Location identification entries:
======
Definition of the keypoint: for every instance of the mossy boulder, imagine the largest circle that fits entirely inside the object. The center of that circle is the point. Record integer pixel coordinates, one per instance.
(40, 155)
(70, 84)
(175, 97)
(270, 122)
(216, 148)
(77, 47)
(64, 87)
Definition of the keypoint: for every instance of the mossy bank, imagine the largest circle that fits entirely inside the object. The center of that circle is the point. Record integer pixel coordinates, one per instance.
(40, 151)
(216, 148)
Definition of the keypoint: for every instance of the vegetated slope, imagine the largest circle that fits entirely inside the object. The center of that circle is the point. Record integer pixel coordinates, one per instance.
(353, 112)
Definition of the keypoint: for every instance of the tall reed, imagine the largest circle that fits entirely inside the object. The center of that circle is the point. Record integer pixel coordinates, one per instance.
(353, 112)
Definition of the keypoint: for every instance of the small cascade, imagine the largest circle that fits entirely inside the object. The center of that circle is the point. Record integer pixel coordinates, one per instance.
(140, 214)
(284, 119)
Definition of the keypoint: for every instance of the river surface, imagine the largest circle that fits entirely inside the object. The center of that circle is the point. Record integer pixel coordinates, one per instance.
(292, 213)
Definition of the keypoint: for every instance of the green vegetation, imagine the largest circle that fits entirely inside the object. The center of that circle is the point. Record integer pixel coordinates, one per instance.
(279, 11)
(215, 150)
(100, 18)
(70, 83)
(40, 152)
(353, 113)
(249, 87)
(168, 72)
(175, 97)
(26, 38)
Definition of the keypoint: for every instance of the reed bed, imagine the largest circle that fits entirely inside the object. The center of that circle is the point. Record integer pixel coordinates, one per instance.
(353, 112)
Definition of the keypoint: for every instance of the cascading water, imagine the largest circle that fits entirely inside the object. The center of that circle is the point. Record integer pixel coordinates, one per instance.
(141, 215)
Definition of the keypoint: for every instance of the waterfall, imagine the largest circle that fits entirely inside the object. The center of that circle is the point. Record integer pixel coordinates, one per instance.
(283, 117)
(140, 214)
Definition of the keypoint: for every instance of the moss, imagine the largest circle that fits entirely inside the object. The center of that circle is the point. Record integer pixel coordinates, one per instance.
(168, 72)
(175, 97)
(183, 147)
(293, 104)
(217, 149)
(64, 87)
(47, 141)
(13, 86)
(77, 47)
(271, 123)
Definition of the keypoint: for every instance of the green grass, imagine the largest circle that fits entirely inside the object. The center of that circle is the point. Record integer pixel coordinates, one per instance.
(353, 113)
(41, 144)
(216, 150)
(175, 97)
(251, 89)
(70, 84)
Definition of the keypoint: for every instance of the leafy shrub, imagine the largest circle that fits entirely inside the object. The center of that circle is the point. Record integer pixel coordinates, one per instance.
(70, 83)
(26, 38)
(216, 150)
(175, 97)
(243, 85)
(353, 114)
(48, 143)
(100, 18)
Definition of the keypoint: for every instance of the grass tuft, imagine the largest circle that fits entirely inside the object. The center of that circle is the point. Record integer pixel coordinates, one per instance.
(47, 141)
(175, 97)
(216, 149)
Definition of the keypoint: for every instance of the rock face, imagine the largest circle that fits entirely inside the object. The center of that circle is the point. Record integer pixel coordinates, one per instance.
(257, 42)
======
- [Exercise] Take the part of the records that opens with the line containing "Definition of the keypoint: for every instance of the leafy" and closes with the last line of the records. Write out only that part, keeping each definition line unchanged and shifting every answer coordinate by -85 on both axes.

- [Output for this exercise]
Definition of the keypoint: for every instance of the leafy shrub, imagine the largest circle that fits entirely inside the object. The center of that circle is the point. Record integer pixel coordinates, one per instance.
(-15, -2)
(-59, -47)
(131, 65)
(90, 12)
(158, 0)
(268, 29)
(-37, 58)
(15, -67)
Definition of the keypoint: for every instance of the grass tuft, imagine the largest circle that fits entirely inside the object. The center of that circle is the point. Record integer pixel coordinates, one per instance.
(-38, 56)
(90, 12)
(131, 64)
Definition of the keypoint: for every instance of the rock face, imagine the largest circle that fits entirely inside the object. The center of that circle is the point. Record integer pixel coordinates, one per instance.
(172, -43)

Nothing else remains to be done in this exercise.